Segment Start: Selected passage
By Aram Arkun
Mirror-Spectator Staff
DEDHAM, Mass. — Robin Casarjian, founder and director of the Lionheart Foundation and its National Emotional Literacy Project, is an expert on forgiveness — a topic that could have applications to the Armenian historical experience. However, her focus, and that of the nonprofit Lionheart, headquartered in Dedham, which she established in 1992, is on providing social emotional learning programs to incarcerated adults and youth.
Casarjian’s first book, Forgiveness: A Bold Choice for a Peaceful Heart, was published in 1992, and now is available in seven languages. Her expertise in this field and that of stress management led to appearances on PBS, ABC’s 20/20 and Oprah Winfrey.
Casarjian was an education major in college who went to graduate and post graduate school in the same field, but then worked three years as an educator with a woman in a non-traditional form of psychotherapy. She said, “I have always been interested, even when I was in college, in meditation and things that were self-reflective, and of a psycho-spiritual nature, not just psychological….It was a word that was just beginning to expand and I was drawn to it. I became a very disciplined meditator.”
Segment End: Selected passage
Segment Start: Data shown
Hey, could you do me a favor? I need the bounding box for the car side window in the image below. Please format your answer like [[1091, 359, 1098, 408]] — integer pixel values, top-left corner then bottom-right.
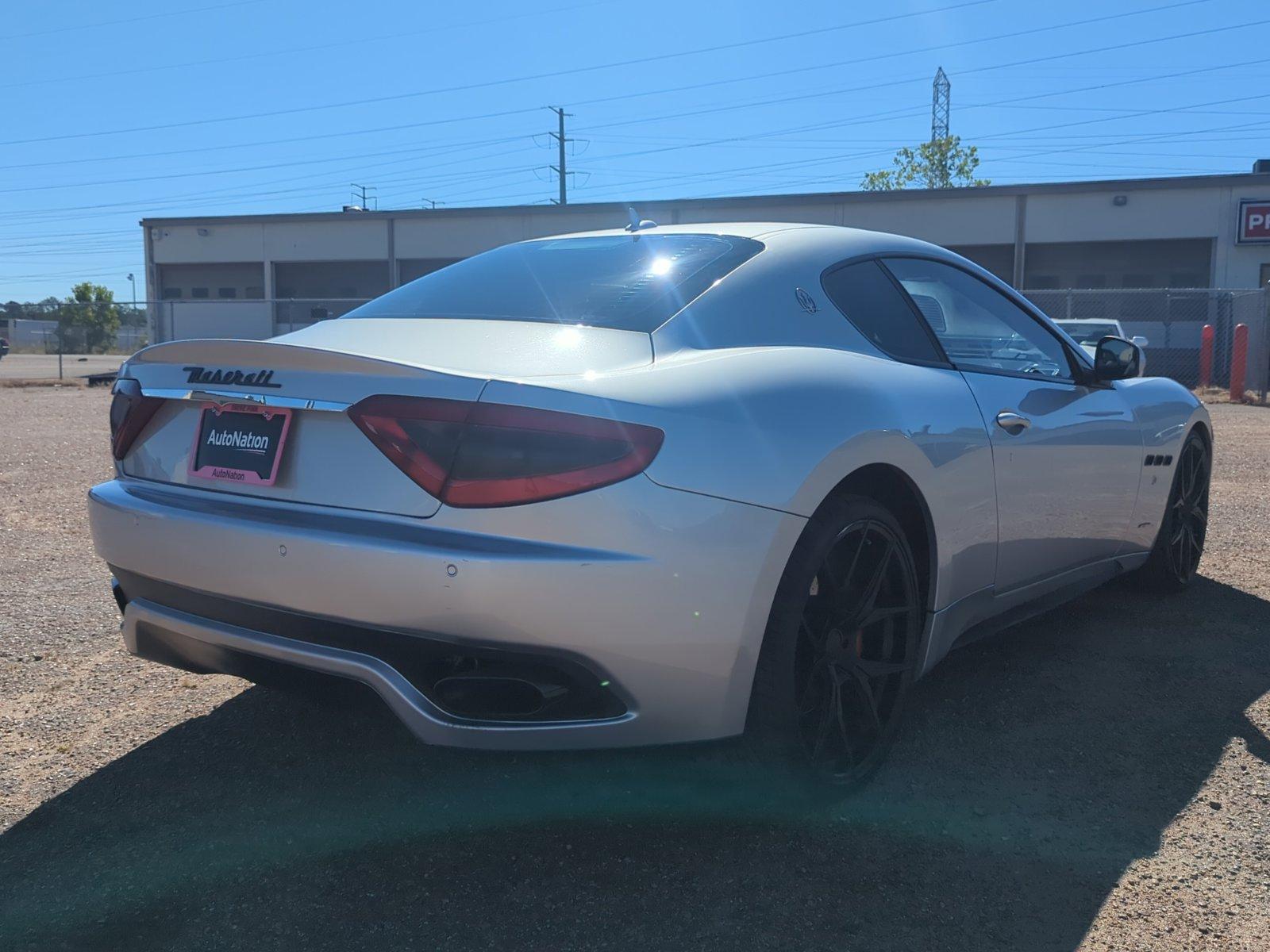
[[821, 260, 944, 363], [885, 258, 1072, 378]]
Segment End: Data shown
__Work item A__
Write out the Robin Casarjian article word for word, everything from "By Aram Arkun" down to "and Oprah Winfrey.".
__Work item B__
Extend the article about Robin Casarjian and the Lionheart Foundation past its final sentence.

__Written response A__
By Aram Arkun
Mirror-Spectator Staff
DEDHAM, Mass. — Robin Casarjian, founder and director of the Lionheart Foundation and its National Emotional Literacy Project, is an expert on forgiveness — a topic that could have applications to the Armenian historical experience. However, her focus, and that of the nonprofit Lionheart, headquartered in Dedham, which she established in 1992, is on providing social emotional learning programs to incarcerated adults and youth.
Casarjian’s first book, Forgiveness: A Bold Choice for a Peaceful Heart, was published in 1992, and now is available in seven languages. Her expertise in this field and that of stress management led to appearances on PBS, ABC’s 20/20 and Oprah Winfrey.

__Written response B__
She said that she learned through her private practice, and through teaching workshops at a personal growth center for cancer patients, that people’s emotional wellbeing could affect their physical outcome, so she began to look for literature on how to help people with feelings of anger and resentment. In the 1980s, she found, there was little written on this outside of a religious perspective.